The span to copy runs from the line containing "For this dataset, tag each instance of the handrail" to the last line below. Copy it exactly, with nothing else.

[Stored data entries]
BEGIN
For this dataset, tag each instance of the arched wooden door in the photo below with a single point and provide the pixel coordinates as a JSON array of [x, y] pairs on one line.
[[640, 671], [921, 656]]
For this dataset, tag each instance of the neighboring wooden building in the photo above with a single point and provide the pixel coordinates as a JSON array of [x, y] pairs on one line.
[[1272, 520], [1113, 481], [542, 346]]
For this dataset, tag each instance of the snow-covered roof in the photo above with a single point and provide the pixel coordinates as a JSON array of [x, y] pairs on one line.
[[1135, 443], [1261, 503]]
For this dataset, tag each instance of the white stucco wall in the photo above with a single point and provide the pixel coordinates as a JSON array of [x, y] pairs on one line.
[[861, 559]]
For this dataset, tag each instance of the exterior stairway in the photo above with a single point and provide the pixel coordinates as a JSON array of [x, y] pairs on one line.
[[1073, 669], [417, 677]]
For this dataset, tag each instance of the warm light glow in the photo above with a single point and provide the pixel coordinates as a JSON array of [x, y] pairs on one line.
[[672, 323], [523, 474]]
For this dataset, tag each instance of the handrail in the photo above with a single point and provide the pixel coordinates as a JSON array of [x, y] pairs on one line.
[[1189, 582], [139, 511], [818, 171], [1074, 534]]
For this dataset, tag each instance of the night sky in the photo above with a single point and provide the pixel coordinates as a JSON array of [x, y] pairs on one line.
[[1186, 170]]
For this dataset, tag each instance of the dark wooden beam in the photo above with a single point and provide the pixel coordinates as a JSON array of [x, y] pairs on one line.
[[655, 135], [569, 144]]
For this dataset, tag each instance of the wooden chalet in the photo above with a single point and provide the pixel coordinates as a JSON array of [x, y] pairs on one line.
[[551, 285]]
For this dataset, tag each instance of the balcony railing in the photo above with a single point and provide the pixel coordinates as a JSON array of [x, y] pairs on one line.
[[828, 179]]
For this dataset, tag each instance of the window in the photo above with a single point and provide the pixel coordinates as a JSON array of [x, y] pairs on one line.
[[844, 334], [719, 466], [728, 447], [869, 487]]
END
» ANSWER BELOW
For this dataset, tag each instance of the handrail in the photo above with a single point and provide the pixel coordinates as a JSON array of [x, y] pairs on one line.
[[1189, 582], [139, 511], [818, 171], [1074, 534]]
For this dataset, tag each instance of the night sky in the photo above with a single point and provide the pixel coordinates as a JSON array of [x, y] pairs on one line.
[[1186, 170]]
For this dataset, tag each instance of the dark wooden beam in the photo above with a single point and provide the pixel coordinates as a JSON array of [x, y] pairs on one line.
[[655, 135], [569, 144]]
For this dataset, tag each instance of the wooden chalet in the photo above with a single point and provide the pixel coordinates as a JSON array of [x, y] pairs on one line.
[[551, 285]]
For this dataset, tag each instance of the balcony railing in the photo above with a single point and provide the pixel coordinates as a JSON array of [x, y] pairs on one line.
[[828, 179]]
For this dataset, tag each instance of the window in the photo above with a single point and provide the pixel coordinates as a JSON array of [x, y] pairs on one line.
[[844, 334], [719, 466], [728, 447], [869, 487]]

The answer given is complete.